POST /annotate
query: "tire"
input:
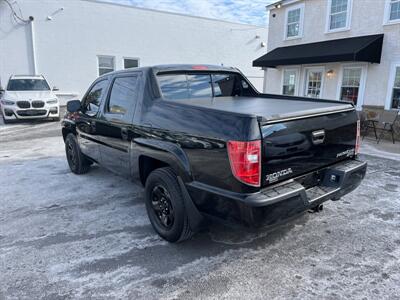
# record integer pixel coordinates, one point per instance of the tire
(166, 207)
(77, 162)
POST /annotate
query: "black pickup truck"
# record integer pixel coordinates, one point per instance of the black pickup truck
(205, 143)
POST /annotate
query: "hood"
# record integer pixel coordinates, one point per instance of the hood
(28, 95)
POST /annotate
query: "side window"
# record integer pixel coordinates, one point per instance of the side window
(92, 101)
(123, 95)
(174, 87)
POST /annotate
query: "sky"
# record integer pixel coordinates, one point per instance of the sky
(241, 11)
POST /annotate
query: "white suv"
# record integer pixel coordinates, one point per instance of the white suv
(29, 97)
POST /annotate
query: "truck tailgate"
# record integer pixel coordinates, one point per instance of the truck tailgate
(295, 147)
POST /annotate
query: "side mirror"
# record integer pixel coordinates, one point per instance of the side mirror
(73, 106)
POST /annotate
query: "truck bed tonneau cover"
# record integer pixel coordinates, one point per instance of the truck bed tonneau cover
(268, 108)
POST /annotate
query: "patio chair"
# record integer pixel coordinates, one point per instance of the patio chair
(387, 118)
(368, 121)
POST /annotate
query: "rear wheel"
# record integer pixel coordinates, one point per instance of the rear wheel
(77, 162)
(165, 206)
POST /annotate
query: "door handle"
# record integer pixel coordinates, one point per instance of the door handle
(318, 137)
(124, 133)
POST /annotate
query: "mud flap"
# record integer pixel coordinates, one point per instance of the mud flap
(195, 217)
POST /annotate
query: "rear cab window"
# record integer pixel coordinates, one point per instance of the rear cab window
(91, 102)
(176, 86)
(122, 98)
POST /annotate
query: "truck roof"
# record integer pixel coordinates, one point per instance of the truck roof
(178, 68)
(26, 77)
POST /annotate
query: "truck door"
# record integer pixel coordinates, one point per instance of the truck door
(87, 118)
(115, 124)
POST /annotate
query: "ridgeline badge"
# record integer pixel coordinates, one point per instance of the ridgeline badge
(275, 176)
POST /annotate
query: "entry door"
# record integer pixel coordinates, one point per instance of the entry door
(352, 85)
(314, 82)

▶ _AIM_
Return the entries unchanged, save for the pictures, which do not belong in the copy.

▶ _FULL SOLUTION_
POST /annotate
query: "tire"
input:
# record integer pixel coordinates, one point per instance of the tire
(166, 207)
(77, 162)
POST /annotate
query: "black pickup truck"
# record integer pixel coordinates, one point per instance of the black pickup truck
(205, 143)
POST /annotate
query: "hood"
# record integer pixel coordinates, one point per instance of the hood
(28, 95)
POST /annotate
query: "side window"
# record integer pixel coordinates, one point per instance of the side window
(92, 101)
(123, 95)
(174, 87)
POST /annotate
query: "sky"
# record integer pixel coordinates, one point per instance of the sky
(241, 11)
POST /annotate
query: "white suv"
# record integer pixel coordinates, one point per instance of the white suv
(29, 97)
POST /annotate
query: "truck tailgate"
# record integer pixel coordinates, one point per instance of the truck tailgate
(295, 147)
POST /annotate
query: "side mirror"
# record integer pixel coordinates, one point per instance of the side mirror
(73, 106)
POST /annotate
query: "truck bed tonneau cover"
# record integer pixel coordinates, one point per instance of the truck bed tonneau cover
(268, 108)
POST /annotate
query: "patio chair"
# record integer pixel coordinates, one point per instance of the patio chair
(387, 118)
(368, 121)
POST /annotate
query: "rear wheel"
# record integer pixel coordinates, one point per instance of the rear wheel
(77, 162)
(165, 206)
POST /annotate
query: "door handle"
# record integer pixel coordinates, one point per instance of the door handle
(318, 137)
(124, 133)
POST /annotate
query: "mud flap"
# record integer pixel coordinates, one point per instance of the mud flap
(195, 217)
POST /annotate
query: "rear cab window"
# record integer pixel coordinates, one point per instance of the rear cab window
(91, 102)
(176, 86)
(122, 98)
POST /annotate
query: "truck roof"
# record integer pixel coordinates, one point per instance of the truck roof
(178, 68)
(26, 77)
POST /annotate
query: "truck door"
# record integer pixel coordinates, one point per instance of the truck door
(87, 118)
(115, 124)
POST /annotate
query: "ridgeline badge"
# record integer pixel coordinates, one point per instance of the ridgeline badge
(275, 176)
POST /annotate
query: "entry door"
# record integer pixel coordinates, one point per instance of the entry door
(352, 85)
(314, 82)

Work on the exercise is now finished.